Required task → Copy out the entries below, unchanged, from the line with "point: platform crane" to the line with "column 513, row 164", including both of those lines.

Extracted material →
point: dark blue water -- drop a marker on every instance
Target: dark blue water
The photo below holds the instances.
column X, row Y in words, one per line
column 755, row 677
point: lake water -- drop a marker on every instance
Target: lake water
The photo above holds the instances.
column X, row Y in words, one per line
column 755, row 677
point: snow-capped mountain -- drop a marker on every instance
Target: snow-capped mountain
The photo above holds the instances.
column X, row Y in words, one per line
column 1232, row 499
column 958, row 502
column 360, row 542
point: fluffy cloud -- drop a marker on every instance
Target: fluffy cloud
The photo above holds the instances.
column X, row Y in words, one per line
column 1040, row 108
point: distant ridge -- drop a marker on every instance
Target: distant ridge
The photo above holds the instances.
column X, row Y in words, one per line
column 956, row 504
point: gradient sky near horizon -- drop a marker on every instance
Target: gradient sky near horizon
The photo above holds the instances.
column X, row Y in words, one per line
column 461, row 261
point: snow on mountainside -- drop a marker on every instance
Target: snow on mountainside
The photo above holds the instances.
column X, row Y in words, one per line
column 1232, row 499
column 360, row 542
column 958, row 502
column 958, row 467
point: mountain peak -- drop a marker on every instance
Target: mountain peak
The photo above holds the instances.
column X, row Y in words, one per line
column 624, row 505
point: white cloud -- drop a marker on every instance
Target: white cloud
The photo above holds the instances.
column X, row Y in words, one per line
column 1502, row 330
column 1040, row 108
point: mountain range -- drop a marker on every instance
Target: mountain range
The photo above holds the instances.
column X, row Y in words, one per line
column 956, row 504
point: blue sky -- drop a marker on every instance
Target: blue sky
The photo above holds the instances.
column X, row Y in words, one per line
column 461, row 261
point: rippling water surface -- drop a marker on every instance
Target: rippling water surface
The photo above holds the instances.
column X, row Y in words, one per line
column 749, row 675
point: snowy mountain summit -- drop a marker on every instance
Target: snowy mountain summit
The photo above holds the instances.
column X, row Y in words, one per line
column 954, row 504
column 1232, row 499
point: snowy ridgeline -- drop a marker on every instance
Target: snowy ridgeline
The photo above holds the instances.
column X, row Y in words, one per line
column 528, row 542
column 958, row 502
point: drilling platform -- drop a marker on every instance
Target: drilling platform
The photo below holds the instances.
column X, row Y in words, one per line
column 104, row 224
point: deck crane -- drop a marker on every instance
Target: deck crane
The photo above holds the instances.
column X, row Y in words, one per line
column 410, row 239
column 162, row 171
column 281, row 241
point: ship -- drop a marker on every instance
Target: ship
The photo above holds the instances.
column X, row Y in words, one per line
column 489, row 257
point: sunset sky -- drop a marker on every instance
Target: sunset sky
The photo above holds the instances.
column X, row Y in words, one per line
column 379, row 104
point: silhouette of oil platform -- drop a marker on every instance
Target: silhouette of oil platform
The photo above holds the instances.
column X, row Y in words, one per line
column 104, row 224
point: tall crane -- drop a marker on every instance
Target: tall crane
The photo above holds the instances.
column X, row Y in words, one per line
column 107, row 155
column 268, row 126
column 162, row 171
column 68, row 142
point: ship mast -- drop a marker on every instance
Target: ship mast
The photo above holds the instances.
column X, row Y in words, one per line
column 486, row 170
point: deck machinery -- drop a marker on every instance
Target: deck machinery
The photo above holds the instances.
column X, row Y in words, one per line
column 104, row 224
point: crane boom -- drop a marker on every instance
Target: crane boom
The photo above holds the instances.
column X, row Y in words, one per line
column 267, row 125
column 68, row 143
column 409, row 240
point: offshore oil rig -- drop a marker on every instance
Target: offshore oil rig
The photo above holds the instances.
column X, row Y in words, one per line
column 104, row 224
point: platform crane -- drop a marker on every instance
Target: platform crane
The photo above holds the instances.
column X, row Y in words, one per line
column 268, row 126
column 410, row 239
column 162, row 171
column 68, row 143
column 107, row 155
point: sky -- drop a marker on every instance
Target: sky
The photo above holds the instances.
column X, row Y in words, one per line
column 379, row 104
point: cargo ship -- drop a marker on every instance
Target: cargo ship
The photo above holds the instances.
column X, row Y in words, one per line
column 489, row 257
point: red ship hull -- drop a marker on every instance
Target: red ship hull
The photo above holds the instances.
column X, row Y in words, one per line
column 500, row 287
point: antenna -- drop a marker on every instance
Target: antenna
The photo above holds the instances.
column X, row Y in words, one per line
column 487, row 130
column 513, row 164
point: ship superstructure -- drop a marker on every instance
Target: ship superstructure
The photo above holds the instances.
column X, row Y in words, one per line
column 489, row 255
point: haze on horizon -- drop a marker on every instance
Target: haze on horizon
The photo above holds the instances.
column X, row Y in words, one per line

Finished exercise →
point: platform crane -- drop a marker on every instance
Target: platform crane
The photo above holds the instances.
column X, row Y in words, one per line
column 268, row 126
column 410, row 239
column 162, row 171
column 68, row 143
column 107, row 155
point: sky -- drop a marker on every instance
Target: sky
The photo above holds the instances.
column X, row Y in words, one per line
column 379, row 104
point: cargo ship -- drop a marker on every instance
Target: cargo ship
The photo above holds the instances.
column X, row Y in words, one per line
column 489, row 257
point: red ship hull -- drop a marker on every instance
Target: red ship hull
The photo above holds the instances.
column X, row Y in words, one per line
column 500, row 287
point: antenna -- drop a marker on every instance
Target: antenna
The photo above holds the instances.
column X, row Y in words, one per line
column 487, row 130
column 513, row 164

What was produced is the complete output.